◆ **Exercise requirements**: Your task is to copy every line of the entries that holds the word "narrow".

◆ **Supplied information**:

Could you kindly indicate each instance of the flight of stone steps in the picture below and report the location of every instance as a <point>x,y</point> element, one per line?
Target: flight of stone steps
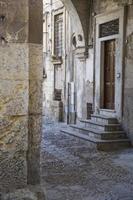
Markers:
<point>105,132</point>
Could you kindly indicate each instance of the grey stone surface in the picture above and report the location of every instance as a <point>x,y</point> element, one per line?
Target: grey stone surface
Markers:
<point>29,193</point>
<point>74,170</point>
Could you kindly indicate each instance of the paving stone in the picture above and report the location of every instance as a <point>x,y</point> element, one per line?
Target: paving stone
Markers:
<point>74,170</point>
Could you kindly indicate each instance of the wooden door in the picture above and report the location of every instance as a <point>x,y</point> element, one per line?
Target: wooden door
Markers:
<point>109,75</point>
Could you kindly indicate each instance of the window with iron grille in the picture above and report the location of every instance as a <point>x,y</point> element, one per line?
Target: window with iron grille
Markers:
<point>58,35</point>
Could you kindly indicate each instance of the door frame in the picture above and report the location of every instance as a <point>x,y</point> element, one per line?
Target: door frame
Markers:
<point>119,64</point>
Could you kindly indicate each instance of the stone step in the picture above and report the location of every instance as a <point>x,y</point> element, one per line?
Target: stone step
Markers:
<point>100,126</point>
<point>110,135</point>
<point>102,145</point>
<point>104,119</point>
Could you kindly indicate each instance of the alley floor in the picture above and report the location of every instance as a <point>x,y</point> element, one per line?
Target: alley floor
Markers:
<point>74,170</point>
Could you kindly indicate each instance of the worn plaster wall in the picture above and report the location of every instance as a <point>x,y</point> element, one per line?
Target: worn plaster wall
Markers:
<point>20,88</point>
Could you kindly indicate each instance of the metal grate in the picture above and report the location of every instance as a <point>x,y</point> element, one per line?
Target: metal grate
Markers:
<point>58,35</point>
<point>57,95</point>
<point>109,28</point>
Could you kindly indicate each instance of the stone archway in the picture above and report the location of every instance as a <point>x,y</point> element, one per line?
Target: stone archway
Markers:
<point>21,74</point>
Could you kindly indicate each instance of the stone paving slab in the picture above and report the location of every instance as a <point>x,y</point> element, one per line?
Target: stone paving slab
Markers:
<point>74,170</point>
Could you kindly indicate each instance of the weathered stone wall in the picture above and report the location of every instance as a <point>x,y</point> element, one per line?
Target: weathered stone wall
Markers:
<point>128,76</point>
<point>20,92</point>
<point>14,93</point>
<point>101,7</point>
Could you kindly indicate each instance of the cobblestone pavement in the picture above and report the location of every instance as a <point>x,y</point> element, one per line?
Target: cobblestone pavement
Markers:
<point>74,170</point>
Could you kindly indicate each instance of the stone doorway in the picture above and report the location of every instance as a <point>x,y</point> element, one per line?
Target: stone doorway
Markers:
<point>109,51</point>
<point>109,75</point>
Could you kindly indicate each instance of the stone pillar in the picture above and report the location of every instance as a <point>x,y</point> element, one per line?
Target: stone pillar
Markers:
<point>20,92</point>
<point>35,88</point>
<point>14,93</point>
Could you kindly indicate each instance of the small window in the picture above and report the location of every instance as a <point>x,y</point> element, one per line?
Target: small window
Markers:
<point>58,35</point>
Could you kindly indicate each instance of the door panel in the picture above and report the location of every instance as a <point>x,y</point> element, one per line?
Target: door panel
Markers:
<point>109,74</point>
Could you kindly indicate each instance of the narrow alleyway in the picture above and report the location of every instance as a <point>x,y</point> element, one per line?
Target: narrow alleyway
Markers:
<point>74,170</point>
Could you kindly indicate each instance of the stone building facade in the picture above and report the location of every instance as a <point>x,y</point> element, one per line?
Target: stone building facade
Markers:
<point>98,24</point>
<point>21,76</point>
<point>68,76</point>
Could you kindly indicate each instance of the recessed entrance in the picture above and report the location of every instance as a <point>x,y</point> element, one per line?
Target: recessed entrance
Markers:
<point>109,75</point>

◆ **Solution to the problem**:
Could you kindly indicate each instance of the narrow alleyway in the picture above and report the location of every instance as a <point>x,y</point> element, one per line?
Target: narrow alleyway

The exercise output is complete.